** Given problem **
Repeat the lines between the one holding "Give the segmentation of every instance of the leafless" and the one holding "239L332 232L302 230L293", inclusive, substituting "disjoint pieces" for "separate parts" and keeping everything else the same.

======== Record set

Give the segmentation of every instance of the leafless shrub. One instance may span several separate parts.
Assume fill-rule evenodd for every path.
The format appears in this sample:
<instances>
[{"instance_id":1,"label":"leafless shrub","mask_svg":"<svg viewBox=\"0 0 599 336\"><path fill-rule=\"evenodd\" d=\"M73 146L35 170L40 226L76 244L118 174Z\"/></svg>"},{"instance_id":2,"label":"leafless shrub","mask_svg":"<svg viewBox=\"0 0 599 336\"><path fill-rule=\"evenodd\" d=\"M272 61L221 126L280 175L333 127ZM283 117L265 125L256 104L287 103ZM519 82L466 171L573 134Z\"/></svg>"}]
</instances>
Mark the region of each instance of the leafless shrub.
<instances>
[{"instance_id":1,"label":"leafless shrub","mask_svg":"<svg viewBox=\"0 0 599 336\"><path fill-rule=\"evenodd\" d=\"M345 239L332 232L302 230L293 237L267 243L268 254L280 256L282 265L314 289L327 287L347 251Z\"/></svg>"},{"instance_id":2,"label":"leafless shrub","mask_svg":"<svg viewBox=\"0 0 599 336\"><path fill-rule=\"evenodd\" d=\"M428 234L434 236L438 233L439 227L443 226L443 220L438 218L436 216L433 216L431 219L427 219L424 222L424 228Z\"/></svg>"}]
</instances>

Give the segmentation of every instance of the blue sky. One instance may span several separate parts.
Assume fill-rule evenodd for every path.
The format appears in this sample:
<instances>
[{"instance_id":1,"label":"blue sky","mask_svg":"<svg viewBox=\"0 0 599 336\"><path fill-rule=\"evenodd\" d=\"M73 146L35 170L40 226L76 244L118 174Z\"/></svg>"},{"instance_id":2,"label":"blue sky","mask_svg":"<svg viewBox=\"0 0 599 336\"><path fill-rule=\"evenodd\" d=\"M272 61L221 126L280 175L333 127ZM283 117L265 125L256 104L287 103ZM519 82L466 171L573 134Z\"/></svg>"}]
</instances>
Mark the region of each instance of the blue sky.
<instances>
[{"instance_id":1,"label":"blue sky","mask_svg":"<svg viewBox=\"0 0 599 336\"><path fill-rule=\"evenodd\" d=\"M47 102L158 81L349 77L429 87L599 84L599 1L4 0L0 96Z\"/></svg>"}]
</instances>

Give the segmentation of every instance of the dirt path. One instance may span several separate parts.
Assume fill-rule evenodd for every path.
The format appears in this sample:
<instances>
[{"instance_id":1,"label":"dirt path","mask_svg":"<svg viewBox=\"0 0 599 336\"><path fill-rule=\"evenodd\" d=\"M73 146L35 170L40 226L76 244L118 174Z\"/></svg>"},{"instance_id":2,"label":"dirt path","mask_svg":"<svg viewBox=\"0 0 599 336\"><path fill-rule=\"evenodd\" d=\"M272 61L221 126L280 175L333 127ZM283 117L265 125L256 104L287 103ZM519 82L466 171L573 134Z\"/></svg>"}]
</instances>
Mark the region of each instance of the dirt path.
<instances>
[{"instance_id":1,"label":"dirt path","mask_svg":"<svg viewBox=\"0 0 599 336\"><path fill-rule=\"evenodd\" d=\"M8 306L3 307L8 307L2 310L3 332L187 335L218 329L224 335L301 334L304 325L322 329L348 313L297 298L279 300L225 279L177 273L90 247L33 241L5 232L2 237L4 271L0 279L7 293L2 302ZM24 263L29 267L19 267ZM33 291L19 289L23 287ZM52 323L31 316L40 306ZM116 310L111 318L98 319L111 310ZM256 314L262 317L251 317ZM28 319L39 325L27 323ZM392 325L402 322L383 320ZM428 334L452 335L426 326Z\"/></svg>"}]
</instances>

================
======== Record set

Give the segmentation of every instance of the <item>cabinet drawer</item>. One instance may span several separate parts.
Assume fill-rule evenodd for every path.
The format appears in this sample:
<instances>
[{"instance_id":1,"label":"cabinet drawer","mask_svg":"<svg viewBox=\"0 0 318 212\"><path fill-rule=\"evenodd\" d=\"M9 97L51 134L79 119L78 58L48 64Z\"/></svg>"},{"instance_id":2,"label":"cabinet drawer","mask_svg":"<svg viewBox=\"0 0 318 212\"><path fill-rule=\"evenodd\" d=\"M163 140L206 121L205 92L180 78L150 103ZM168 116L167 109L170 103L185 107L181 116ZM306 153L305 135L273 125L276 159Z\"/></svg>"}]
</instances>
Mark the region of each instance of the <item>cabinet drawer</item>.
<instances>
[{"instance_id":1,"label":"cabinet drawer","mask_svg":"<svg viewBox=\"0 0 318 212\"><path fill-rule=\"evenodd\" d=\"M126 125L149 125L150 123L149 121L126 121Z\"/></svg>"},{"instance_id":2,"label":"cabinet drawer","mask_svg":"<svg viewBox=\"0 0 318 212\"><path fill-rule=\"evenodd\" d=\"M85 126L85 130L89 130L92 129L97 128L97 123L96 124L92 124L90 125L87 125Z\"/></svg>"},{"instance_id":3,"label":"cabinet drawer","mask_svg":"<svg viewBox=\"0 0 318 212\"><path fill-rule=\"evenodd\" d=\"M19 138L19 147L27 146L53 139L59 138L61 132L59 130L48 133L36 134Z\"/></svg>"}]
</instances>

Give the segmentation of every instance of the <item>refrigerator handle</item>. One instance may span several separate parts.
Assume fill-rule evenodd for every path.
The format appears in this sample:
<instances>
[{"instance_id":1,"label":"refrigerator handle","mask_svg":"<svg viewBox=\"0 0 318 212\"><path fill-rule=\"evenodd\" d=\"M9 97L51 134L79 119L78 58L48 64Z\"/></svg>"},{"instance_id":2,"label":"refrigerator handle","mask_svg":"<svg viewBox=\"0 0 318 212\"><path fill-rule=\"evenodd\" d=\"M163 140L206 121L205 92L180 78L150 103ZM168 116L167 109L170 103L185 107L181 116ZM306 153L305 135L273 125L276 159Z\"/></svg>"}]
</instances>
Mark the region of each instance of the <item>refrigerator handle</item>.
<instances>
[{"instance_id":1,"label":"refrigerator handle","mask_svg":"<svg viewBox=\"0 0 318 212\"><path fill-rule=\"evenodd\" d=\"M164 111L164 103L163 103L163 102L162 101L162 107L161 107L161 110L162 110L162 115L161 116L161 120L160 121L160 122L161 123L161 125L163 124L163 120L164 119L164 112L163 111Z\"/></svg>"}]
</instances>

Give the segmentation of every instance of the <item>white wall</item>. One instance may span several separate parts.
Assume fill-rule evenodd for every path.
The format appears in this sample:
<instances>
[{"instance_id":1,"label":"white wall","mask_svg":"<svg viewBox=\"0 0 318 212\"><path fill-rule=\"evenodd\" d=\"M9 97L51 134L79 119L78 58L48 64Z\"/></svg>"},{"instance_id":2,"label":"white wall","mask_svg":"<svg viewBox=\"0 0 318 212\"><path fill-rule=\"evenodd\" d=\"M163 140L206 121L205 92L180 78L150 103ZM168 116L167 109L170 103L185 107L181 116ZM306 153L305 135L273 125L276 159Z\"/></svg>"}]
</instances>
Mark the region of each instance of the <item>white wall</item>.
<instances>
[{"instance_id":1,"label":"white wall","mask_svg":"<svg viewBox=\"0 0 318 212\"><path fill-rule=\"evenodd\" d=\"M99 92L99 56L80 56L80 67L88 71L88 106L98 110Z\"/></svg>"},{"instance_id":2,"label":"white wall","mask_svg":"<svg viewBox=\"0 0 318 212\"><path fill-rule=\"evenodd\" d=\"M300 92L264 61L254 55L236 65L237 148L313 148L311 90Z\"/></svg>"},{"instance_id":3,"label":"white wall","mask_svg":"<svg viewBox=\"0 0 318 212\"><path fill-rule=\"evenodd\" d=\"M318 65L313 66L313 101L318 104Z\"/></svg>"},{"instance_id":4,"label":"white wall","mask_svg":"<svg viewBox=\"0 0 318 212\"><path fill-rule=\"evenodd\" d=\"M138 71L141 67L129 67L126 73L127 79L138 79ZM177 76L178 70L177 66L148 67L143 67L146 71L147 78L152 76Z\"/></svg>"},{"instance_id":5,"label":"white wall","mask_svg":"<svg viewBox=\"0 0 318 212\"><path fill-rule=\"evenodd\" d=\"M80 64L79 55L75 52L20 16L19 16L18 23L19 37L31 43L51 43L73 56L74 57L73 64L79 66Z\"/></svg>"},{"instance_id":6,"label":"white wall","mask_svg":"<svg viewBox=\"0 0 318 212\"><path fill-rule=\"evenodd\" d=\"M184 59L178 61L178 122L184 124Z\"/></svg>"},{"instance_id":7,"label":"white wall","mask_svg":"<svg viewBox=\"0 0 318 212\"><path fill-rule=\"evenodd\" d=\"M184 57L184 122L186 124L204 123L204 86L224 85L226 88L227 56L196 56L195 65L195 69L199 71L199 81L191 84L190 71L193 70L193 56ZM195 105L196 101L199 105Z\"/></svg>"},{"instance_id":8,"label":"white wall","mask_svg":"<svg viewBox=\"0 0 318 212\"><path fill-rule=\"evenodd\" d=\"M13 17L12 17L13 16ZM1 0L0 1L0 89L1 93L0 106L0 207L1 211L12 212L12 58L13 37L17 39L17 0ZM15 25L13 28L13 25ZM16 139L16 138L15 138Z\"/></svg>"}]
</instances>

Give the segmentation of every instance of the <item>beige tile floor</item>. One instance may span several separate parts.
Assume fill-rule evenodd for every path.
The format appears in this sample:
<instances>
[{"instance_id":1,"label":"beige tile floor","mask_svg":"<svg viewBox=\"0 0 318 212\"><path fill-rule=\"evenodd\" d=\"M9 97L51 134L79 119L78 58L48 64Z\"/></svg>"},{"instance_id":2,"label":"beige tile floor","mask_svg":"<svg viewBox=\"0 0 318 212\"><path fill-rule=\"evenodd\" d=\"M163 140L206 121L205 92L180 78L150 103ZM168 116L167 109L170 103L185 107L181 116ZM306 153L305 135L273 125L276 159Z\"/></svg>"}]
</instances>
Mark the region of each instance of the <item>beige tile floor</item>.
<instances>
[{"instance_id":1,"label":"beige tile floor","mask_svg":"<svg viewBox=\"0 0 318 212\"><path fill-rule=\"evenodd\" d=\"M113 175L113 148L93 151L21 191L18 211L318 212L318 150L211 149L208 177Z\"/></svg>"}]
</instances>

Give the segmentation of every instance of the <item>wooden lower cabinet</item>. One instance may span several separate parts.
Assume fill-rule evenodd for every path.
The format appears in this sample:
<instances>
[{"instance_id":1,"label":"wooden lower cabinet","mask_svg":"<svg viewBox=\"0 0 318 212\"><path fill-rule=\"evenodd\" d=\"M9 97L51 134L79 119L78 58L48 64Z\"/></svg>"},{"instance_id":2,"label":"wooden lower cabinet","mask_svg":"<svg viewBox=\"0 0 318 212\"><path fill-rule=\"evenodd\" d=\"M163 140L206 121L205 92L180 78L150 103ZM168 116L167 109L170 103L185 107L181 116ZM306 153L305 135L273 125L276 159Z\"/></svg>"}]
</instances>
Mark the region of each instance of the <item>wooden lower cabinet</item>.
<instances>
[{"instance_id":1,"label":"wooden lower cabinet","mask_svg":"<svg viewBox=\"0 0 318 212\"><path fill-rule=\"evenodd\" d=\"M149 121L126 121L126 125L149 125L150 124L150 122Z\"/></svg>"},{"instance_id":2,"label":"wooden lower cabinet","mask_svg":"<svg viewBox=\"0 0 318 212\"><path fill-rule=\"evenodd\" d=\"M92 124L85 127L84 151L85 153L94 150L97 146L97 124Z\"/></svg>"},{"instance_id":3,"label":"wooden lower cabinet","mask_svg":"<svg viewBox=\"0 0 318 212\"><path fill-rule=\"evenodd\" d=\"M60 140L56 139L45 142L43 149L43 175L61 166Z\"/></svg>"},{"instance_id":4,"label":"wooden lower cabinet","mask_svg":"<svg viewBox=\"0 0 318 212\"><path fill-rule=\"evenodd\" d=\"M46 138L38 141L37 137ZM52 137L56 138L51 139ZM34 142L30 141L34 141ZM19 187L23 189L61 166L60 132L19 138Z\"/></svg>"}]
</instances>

================

** The result **
Give the segmentation of every instance of the leafless shrub. One instance may span several disjoint pieces.
Assume fill-rule evenodd for every path.
The format appears in this sample:
<instances>
[{"instance_id":1,"label":"leafless shrub","mask_svg":"<svg viewBox=\"0 0 599 336\"><path fill-rule=\"evenodd\" d=\"M73 146L35 170L40 226L76 244L118 174Z\"/></svg>"},{"instance_id":2,"label":"leafless shrub","mask_svg":"<svg viewBox=\"0 0 599 336\"><path fill-rule=\"evenodd\" d=\"M272 61L221 126L280 175L333 127ZM283 117L265 125L256 104L287 103ZM519 82L466 171L573 134Z\"/></svg>"}]
</instances>
Mark the region of each instance of the leafless shrub.
<instances>
[{"instance_id":1,"label":"leafless shrub","mask_svg":"<svg viewBox=\"0 0 599 336\"><path fill-rule=\"evenodd\" d=\"M345 239L332 232L302 230L293 237L267 243L268 254L280 256L282 265L314 289L327 287L347 251Z\"/></svg>"},{"instance_id":2,"label":"leafless shrub","mask_svg":"<svg viewBox=\"0 0 599 336\"><path fill-rule=\"evenodd\" d=\"M428 234L434 236L438 233L439 227L443 226L443 220L438 218L436 216L433 216L431 219L427 219L424 222L424 228Z\"/></svg>"}]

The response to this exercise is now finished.